_What needs to be done:_
Line by line, transcribe the listing below exactly.
○ ○ ○ ○ ○ ○ ○
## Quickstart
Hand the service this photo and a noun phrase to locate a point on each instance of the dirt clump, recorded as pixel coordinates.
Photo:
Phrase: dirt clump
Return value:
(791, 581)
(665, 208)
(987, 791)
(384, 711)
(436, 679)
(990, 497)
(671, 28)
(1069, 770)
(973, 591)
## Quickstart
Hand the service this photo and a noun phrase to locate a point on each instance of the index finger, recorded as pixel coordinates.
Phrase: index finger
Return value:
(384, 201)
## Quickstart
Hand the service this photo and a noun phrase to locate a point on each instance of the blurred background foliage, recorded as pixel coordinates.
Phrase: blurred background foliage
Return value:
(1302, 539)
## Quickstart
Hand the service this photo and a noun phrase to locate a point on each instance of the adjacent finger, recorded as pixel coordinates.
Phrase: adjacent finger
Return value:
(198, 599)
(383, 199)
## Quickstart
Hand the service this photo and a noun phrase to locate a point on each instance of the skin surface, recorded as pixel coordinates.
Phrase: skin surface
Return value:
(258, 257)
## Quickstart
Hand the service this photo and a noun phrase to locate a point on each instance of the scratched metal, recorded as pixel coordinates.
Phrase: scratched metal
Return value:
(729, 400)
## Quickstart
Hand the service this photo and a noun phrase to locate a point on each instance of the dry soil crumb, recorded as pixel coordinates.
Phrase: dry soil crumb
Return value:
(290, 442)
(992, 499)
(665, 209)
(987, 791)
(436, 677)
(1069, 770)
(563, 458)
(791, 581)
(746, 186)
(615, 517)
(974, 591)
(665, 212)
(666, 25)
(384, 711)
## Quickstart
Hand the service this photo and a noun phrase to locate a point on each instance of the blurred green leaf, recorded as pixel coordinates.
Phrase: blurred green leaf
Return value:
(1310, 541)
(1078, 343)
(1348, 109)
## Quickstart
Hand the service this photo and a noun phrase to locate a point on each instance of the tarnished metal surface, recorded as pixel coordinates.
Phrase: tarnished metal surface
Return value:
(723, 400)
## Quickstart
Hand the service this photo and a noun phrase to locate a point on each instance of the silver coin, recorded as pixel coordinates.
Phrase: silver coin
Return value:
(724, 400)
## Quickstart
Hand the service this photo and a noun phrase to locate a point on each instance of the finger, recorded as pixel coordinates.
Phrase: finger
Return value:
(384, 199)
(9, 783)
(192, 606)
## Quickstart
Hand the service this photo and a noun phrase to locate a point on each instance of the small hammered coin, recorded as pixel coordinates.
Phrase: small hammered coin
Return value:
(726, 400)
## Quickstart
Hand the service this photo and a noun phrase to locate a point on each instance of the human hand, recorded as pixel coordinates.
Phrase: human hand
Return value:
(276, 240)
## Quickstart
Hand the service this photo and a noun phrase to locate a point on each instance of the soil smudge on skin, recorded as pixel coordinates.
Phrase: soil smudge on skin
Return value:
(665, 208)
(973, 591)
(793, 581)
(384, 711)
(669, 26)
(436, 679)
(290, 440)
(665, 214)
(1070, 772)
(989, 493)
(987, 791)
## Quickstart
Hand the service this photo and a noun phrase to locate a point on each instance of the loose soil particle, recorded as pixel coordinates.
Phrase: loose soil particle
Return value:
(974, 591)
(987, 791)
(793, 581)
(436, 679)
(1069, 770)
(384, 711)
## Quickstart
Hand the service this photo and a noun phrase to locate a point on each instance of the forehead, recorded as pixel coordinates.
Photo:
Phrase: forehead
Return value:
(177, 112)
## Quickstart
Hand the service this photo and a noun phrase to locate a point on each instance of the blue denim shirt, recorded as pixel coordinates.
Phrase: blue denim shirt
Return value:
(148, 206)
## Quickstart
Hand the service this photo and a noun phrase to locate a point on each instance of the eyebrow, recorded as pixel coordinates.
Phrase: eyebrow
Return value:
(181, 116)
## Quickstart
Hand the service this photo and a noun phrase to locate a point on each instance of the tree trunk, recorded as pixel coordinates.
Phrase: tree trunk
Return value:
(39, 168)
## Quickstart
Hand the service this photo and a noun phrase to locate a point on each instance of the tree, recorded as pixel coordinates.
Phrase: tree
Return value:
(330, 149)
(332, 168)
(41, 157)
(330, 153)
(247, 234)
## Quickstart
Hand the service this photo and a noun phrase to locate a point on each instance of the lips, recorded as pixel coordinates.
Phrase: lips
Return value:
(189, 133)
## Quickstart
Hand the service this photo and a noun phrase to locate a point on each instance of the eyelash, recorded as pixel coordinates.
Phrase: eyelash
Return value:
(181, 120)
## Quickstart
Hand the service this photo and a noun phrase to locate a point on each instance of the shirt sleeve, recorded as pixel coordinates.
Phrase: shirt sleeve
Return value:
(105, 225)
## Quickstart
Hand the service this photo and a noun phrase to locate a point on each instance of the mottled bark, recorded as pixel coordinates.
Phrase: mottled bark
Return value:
○ ○ ○ ○ ○ ○ ○
_Problem solution:_
## Quickstart
Hand the service this photo and a noun phrase to locate a point on each instance of the dirt clump, recorded as pixel coordinates.
Photo:
Phrase: dirt clump
Return value:
(791, 581)
(665, 208)
(987, 791)
(384, 711)
(436, 679)
(990, 497)
(671, 28)
(1069, 770)
(973, 591)
## Quickstart
Hand the service this photo and a noun phrase to locate a point on each instance of the index finger, recorded as pixel coordinates.
Phrase: index finger
Return value:
(384, 201)
## Quickstart
Hand the service this photo and a noun phrase to locate a point on each instance of the blurred background foliage, recorded as pixel coordinates.
Phrase: blurred background foliage
Return value:
(1302, 539)
## Quickstart
Hand the service this photo and a noun phrase to locate a point on each instance of the adjacent finger, recorded as pixel coordinates.
Phrase: adjacent finger
Return value:
(198, 599)
(383, 199)
## Quickstart
Hand the service this photo and a noun phrase to locate a point on each instance of the skin surface, recorded as pixel coordinates.
Phrase: skin surface
Return value:
(258, 257)
## Quickstart
Hand the service this photo and a noun phrase to locate a point on each instance of the scratched metal, recorded as pixel coordinates.
Phrase: scratched metal
Return value:
(729, 400)
## Quickstart
Hand the service this photo and a noun phrase to locate a point on each instance of the dry soil crumb, recorded as pixel coordinates.
Phrase: dry soil crumb
Return value:
(290, 442)
(992, 499)
(665, 209)
(987, 791)
(436, 677)
(1069, 770)
(563, 458)
(791, 581)
(746, 186)
(615, 517)
(974, 591)
(665, 212)
(666, 25)
(384, 711)
## Quickstart
Hand the service this photo and a noun phrase to locate a point on each instance of the blurred green leaf, recorded as pixel coordinates.
Phrase: blurred green leaf
Return value:
(1310, 541)
(1078, 343)
(1348, 109)
## Quickstart
Hand the service this photo and a noun phrase to locate a point on each instance of the tarnished metal surface, recorded as pixel coordinates.
Phrase: tarnished metal surface
Return value:
(723, 400)
## Quickstart
Hand the service this photo and a noun phrase to locate a point on each instance of the silver coin, recorded as pixel coordinates.
Phrase: silver coin
Return value:
(724, 400)
## Quickstart
Hand the service this photo and a noun phrase to locate a point on each instance of the finger, recorded as pixel coordinates.
Phrase: finger
Return value:
(384, 199)
(9, 783)
(192, 606)
## Quickstart
Hand the service this photo and a noun phrase to locate a point on each instance of the small hammered coin, recorded as pixel coordinates.
Phrase: small hammered coin
Return value:
(726, 400)
## Quickstart
Hand the service this photo and a noun phrase to locate a point on each instance of the human hand, recorded as pixel coordinates.
Phrase: human hand
Return value:
(276, 240)
## Quickstart
Hand the service this photo and a noun phrase to locate a point on each instance of the soil smudge on skin, recorded as pixel coordinates.
Phrase: soil smudge on skin
Return value:
(665, 208)
(973, 591)
(793, 581)
(384, 711)
(669, 26)
(436, 679)
(290, 440)
(665, 214)
(1070, 772)
(989, 493)
(987, 791)
## Quickstart
Hand the service this photo and a noun phrase to locate a point on each instance of the loose soil particle, recorded as pixel coordinates.
Phrase: loose soil particle
Return value:
(974, 591)
(987, 791)
(793, 581)
(436, 679)
(1069, 770)
(384, 711)
## Quickstart
Hand the service this photo and a noun phrase to locate a point on each instance of the forehead, recorded as pixel coordinates.
Photo:
Phrase: forehead
Return value:
(177, 112)
## Quickstart
Hand the service this photo and a noun phrase to locate a point on each instance of the blue denim shirt, recorded as pixel coordinates.
Phrase: blue denim shirt
Return value:
(148, 206)
## Quickstart
Hand the service this photo and a noun phrase to locate a point on each instance of the eyebrow, recorded as pixel coordinates.
Phrase: eyebrow
Return value:
(181, 116)
## Quickstart
Hand the service this photo and a noun phrase to locate a point on each instance of the tree trunk, recorded as pixel coordinates.
Phrase: tree trunk
Return value:
(39, 168)
## Quickstart
Hand the service this photo and a noun phrase to locate a point on each instance of the tree, recorded as pixel coordinates.
Phrase: tree
Return value:
(330, 149)
(332, 168)
(41, 157)
(330, 153)
(247, 234)
## Quickstart
Hand the service this photo and a noun phrase to locate a point on each instance of the lips, recorded as pixel coordinates.
Phrase: lips
Return value:
(189, 133)
## Quickstart
Hand the service this photo and a noun phrase to locate a point on each instance of the eyelash, recorded as pixel coordinates.
Phrase: eyelash
Return value:
(181, 120)
## Quickstart
Hand the service this photo and a noun phrase to locate a point on each instance of the shirt sleeve, recorded as pixel coordinates.
Phrase: shirt sleeve
Return value:
(105, 225)
## Quickstart
Hand the service this photo and a noun phrase to locate a point on each instance of the mottled bark, recorded as pixel coordinates.
Phrase: mottled bark
Return value:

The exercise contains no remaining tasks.